Problem requirements ▸ Update the stretch of the listing from the line containing "If you could pick out the man" through the end of the listing by replacing "flower bouquet" with "bouquet of flowers". Return only that stretch, with everything else left unchanged.

Records from a point labeling set ▸
---+---

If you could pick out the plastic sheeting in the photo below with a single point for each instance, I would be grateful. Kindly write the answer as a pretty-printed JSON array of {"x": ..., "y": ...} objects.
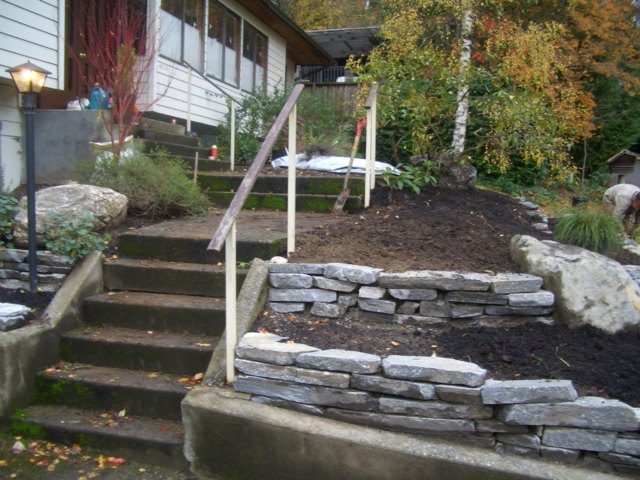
[{"x": 331, "y": 164}]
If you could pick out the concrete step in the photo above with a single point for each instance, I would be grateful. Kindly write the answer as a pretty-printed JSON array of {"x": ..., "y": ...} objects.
[
  {"x": 158, "y": 442},
  {"x": 278, "y": 202},
  {"x": 152, "y": 351},
  {"x": 134, "y": 392},
  {"x": 158, "y": 276},
  {"x": 166, "y": 137},
  {"x": 155, "y": 311}
]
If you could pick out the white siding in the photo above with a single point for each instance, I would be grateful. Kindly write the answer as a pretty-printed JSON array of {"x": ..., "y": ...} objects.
[
  {"x": 208, "y": 105},
  {"x": 33, "y": 30},
  {"x": 10, "y": 138}
]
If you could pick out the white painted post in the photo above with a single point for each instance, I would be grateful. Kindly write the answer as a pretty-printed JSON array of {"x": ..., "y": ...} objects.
[
  {"x": 291, "y": 192},
  {"x": 231, "y": 331},
  {"x": 232, "y": 143}
]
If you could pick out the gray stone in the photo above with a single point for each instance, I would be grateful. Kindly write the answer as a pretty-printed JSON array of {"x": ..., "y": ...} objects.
[
  {"x": 283, "y": 307},
  {"x": 433, "y": 409},
  {"x": 562, "y": 455},
  {"x": 408, "y": 308},
  {"x": 526, "y": 440},
  {"x": 458, "y": 394},
  {"x": 435, "y": 308},
  {"x": 302, "y": 295},
  {"x": 433, "y": 369},
  {"x": 341, "y": 361},
  {"x": 413, "y": 293},
  {"x": 267, "y": 348},
  {"x": 329, "y": 310},
  {"x": 419, "y": 425},
  {"x": 466, "y": 311},
  {"x": 528, "y": 391},
  {"x": 290, "y": 280},
  {"x": 352, "y": 273},
  {"x": 439, "y": 280},
  {"x": 332, "y": 284},
  {"x": 578, "y": 438},
  {"x": 585, "y": 412},
  {"x": 628, "y": 444},
  {"x": 293, "y": 374},
  {"x": 108, "y": 208},
  {"x": 420, "y": 320},
  {"x": 541, "y": 298},
  {"x": 307, "y": 268},
  {"x": 477, "y": 297},
  {"x": 401, "y": 388},
  {"x": 372, "y": 293},
  {"x": 500, "y": 310},
  {"x": 377, "y": 306},
  {"x": 308, "y": 394},
  {"x": 495, "y": 426},
  {"x": 297, "y": 407},
  {"x": 589, "y": 288}
]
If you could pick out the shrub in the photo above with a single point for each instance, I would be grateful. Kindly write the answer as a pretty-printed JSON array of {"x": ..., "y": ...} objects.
[
  {"x": 8, "y": 211},
  {"x": 157, "y": 187},
  {"x": 73, "y": 235},
  {"x": 591, "y": 229}
]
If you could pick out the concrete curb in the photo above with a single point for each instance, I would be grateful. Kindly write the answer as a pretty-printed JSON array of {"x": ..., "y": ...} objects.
[
  {"x": 228, "y": 436},
  {"x": 25, "y": 351}
]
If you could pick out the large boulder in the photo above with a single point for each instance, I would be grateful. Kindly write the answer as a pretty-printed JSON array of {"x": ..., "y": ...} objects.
[
  {"x": 107, "y": 206},
  {"x": 589, "y": 288}
]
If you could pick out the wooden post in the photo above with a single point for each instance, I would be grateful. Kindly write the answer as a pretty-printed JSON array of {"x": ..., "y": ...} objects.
[
  {"x": 291, "y": 191},
  {"x": 230, "y": 301}
]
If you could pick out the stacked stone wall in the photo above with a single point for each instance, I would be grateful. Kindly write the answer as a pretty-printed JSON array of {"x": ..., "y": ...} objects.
[{"x": 431, "y": 396}]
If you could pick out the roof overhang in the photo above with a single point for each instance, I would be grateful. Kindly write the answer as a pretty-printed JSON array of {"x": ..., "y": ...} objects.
[{"x": 301, "y": 48}]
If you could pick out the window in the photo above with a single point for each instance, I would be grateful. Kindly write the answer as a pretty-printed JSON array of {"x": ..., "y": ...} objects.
[
  {"x": 181, "y": 27},
  {"x": 254, "y": 59}
]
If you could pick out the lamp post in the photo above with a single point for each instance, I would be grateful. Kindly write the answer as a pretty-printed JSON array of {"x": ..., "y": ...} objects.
[{"x": 29, "y": 80}]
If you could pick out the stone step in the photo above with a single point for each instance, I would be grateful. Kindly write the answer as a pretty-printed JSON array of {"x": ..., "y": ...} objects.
[
  {"x": 167, "y": 277},
  {"x": 155, "y": 311},
  {"x": 153, "y": 441},
  {"x": 134, "y": 392},
  {"x": 152, "y": 351},
  {"x": 166, "y": 137},
  {"x": 278, "y": 201}
]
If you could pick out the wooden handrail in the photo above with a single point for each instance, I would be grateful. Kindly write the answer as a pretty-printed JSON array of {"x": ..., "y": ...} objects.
[{"x": 218, "y": 239}]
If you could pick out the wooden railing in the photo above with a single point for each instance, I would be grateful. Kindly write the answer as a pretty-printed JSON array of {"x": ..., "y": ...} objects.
[{"x": 225, "y": 235}]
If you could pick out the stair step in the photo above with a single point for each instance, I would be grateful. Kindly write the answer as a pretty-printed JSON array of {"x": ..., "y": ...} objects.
[
  {"x": 135, "y": 392},
  {"x": 165, "y": 137},
  {"x": 277, "y": 201},
  {"x": 153, "y": 441},
  {"x": 167, "y": 277},
  {"x": 184, "y": 354},
  {"x": 156, "y": 311}
]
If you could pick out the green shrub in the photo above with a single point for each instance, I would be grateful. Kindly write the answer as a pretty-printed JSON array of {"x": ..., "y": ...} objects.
[
  {"x": 73, "y": 235},
  {"x": 591, "y": 229},
  {"x": 157, "y": 187},
  {"x": 8, "y": 211}
]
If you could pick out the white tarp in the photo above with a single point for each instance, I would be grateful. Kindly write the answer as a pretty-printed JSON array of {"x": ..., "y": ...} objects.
[{"x": 331, "y": 164}]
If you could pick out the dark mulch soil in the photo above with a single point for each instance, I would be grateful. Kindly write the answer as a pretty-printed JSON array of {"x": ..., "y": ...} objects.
[{"x": 459, "y": 229}]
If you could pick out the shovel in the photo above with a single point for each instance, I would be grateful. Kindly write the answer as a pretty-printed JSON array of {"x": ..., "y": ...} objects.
[{"x": 344, "y": 195}]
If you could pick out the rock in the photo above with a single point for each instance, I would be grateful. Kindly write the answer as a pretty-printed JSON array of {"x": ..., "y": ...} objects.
[
  {"x": 589, "y": 288},
  {"x": 107, "y": 206}
]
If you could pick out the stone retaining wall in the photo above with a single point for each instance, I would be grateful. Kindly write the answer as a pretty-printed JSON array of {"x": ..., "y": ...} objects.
[
  {"x": 431, "y": 395},
  {"x": 52, "y": 269}
]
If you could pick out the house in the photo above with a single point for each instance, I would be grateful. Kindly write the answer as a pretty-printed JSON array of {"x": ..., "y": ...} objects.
[
  {"x": 204, "y": 52},
  {"x": 624, "y": 167}
]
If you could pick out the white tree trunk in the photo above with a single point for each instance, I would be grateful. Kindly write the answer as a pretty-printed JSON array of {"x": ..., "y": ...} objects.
[{"x": 462, "y": 110}]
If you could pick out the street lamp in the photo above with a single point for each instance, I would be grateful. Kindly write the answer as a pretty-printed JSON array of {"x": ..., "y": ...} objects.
[{"x": 29, "y": 80}]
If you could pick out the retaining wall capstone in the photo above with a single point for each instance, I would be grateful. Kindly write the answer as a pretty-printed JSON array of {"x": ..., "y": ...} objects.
[{"x": 432, "y": 396}]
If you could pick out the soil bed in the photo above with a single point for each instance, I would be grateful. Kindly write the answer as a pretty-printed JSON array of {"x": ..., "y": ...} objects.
[{"x": 458, "y": 229}]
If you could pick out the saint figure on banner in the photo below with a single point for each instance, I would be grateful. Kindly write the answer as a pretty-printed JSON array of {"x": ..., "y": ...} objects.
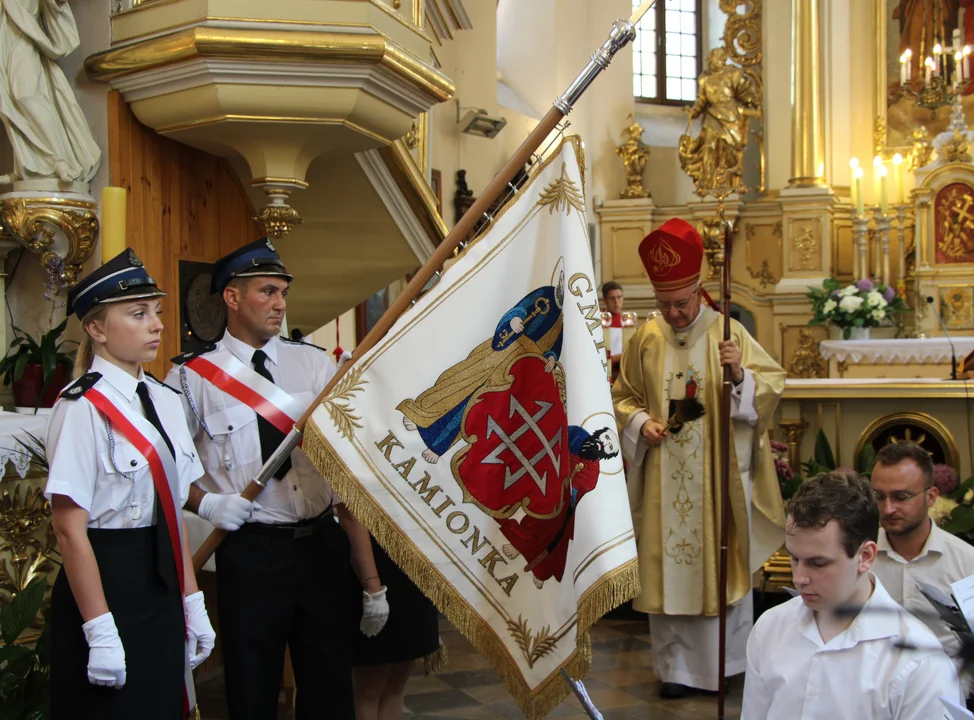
[
  {"x": 533, "y": 325},
  {"x": 544, "y": 541}
]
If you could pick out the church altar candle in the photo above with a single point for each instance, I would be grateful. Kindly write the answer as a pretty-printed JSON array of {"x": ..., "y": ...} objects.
[
  {"x": 881, "y": 173},
  {"x": 112, "y": 222},
  {"x": 857, "y": 182},
  {"x": 898, "y": 177}
]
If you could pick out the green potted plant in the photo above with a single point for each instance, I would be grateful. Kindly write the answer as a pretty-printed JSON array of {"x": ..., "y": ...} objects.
[
  {"x": 36, "y": 370},
  {"x": 25, "y": 666},
  {"x": 856, "y": 308}
]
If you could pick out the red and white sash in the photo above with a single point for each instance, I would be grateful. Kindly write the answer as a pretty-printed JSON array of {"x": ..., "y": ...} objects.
[
  {"x": 225, "y": 371},
  {"x": 165, "y": 477}
]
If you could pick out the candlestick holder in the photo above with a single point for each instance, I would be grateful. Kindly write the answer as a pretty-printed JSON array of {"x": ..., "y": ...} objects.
[
  {"x": 883, "y": 225},
  {"x": 860, "y": 224}
]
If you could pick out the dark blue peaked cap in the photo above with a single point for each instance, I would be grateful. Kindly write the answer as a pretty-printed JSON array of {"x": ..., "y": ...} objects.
[
  {"x": 121, "y": 278},
  {"x": 259, "y": 258}
]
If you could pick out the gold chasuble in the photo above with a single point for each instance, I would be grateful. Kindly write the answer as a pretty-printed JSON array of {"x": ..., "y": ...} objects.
[{"x": 678, "y": 534}]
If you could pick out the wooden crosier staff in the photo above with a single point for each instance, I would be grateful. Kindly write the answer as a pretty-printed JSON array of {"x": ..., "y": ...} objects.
[
  {"x": 622, "y": 33},
  {"x": 725, "y": 439}
]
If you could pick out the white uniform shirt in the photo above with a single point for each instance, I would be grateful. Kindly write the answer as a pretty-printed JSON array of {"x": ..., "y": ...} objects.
[
  {"x": 858, "y": 675},
  {"x": 943, "y": 560},
  {"x": 80, "y": 455},
  {"x": 233, "y": 457}
]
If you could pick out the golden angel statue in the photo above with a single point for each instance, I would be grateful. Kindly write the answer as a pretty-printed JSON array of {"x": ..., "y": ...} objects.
[
  {"x": 727, "y": 98},
  {"x": 48, "y": 131},
  {"x": 634, "y": 154}
]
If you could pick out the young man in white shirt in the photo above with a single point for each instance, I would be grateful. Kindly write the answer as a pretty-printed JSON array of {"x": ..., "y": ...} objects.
[
  {"x": 806, "y": 661},
  {"x": 911, "y": 546}
]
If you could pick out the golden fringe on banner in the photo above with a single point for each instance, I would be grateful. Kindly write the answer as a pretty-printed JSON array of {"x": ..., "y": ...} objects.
[{"x": 611, "y": 591}]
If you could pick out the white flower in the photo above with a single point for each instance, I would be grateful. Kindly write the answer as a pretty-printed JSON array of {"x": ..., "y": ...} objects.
[{"x": 850, "y": 303}]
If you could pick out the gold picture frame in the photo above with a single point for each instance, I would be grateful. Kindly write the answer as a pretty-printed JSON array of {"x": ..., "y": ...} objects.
[{"x": 896, "y": 121}]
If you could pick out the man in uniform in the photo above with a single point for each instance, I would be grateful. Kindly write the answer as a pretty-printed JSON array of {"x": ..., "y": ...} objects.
[
  {"x": 674, "y": 476},
  {"x": 613, "y": 299},
  {"x": 284, "y": 576}
]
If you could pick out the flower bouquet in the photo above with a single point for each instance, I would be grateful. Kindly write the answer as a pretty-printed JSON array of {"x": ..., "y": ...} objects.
[{"x": 863, "y": 304}]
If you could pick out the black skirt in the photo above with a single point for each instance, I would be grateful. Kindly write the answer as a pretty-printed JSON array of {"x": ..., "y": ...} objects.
[
  {"x": 412, "y": 631},
  {"x": 148, "y": 612}
]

---+---

Result of this task ▸
If you could pick out the man in uniform in the photo above with a single point for each instance, I would be grateful. Kindly write the answer as a pretty-printed JSON array of {"x": ..., "y": ...} objects.
[
  {"x": 674, "y": 476},
  {"x": 613, "y": 299},
  {"x": 284, "y": 576}
]
If you could pick out the bouquet of flowers in the photo above with a single point for each instance, I would be grateful. Kindly write the answer as a pretty-printed JSON array of {"x": ..., "y": ...} objects.
[{"x": 863, "y": 304}]
If you could pick out the black skirt in the photo above with a single point for each instance, I would be grateful. Kindly write the answer as a pretty-printed JSON array of {"x": ..., "y": ...} objects.
[
  {"x": 412, "y": 631},
  {"x": 148, "y": 612}
]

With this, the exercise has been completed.